> **Brief**
The data below is to be copied exactly, line by line.

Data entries
══════
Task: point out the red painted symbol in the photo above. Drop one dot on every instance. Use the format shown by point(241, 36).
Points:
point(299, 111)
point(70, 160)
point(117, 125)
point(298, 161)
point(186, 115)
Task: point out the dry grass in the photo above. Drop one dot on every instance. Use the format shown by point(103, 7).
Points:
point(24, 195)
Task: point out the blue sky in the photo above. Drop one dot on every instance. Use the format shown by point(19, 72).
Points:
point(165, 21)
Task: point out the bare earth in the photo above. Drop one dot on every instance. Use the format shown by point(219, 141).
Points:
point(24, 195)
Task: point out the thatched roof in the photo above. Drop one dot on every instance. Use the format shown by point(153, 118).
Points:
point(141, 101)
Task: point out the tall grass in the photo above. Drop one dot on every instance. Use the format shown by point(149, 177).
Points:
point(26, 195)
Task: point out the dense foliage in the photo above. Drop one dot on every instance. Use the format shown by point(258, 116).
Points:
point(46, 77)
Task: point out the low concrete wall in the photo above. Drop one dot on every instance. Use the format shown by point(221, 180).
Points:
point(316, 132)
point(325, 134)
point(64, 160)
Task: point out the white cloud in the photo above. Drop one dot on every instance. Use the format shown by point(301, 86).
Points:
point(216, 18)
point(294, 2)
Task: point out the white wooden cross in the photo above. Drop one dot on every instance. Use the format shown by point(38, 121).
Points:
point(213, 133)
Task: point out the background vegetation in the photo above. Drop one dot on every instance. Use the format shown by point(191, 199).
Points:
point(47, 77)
══════
> **Answer to this exercise**
Task: point out the red painted symbol in the photo above. Drop one dot on every instance. Use the format shown by point(241, 36).
Points:
point(299, 111)
point(70, 160)
point(117, 125)
point(298, 161)
point(186, 115)
Task: point out the dry grass in the photo above. Drop one dot on every instance. Use the format shown by point(103, 7).
Points:
point(24, 195)
Task: point out the blue sky in the photo above. Drop one dot on every instance. Use the format shown by point(19, 72).
Points:
point(165, 21)
Task: point out the bare earth in the photo above. Drop one dot on every instance. Use the format shown by point(219, 141).
Points:
point(24, 195)
Task: point out the thatched roof in the photo above. Drop one dot on every instance. Use the format shown by point(153, 118).
Points:
point(141, 101)
Task: point out the tall grass in the photo above. Drop one dot on every instance. Use the format shown by point(149, 177).
Points:
point(26, 195)
Task: point out the dense foliage in the photo above. Drop one dot on every instance. Use the format shown by point(258, 116).
Points:
point(46, 77)
Task: point out the low concrete wall in the photo above. Drop one dot on every instance. Use the format shown by point(221, 180).
Points:
point(316, 132)
point(325, 134)
point(64, 160)
Task: point out the white cloud in the photo above. Drop one dot on every instance. Use the format shown by point(301, 86).
Points:
point(216, 18)
point(294, 2)
Task: point out the white wooden cross in the photo above. Drop one dot on every instance. Use the format shown by point(38, 121).
Points:
point(213, 133)
Task: point out the background vegetation in the photo above. Drop one dot on every instance. Use the format shown by point(191, 199).
Points:
point(47, 77)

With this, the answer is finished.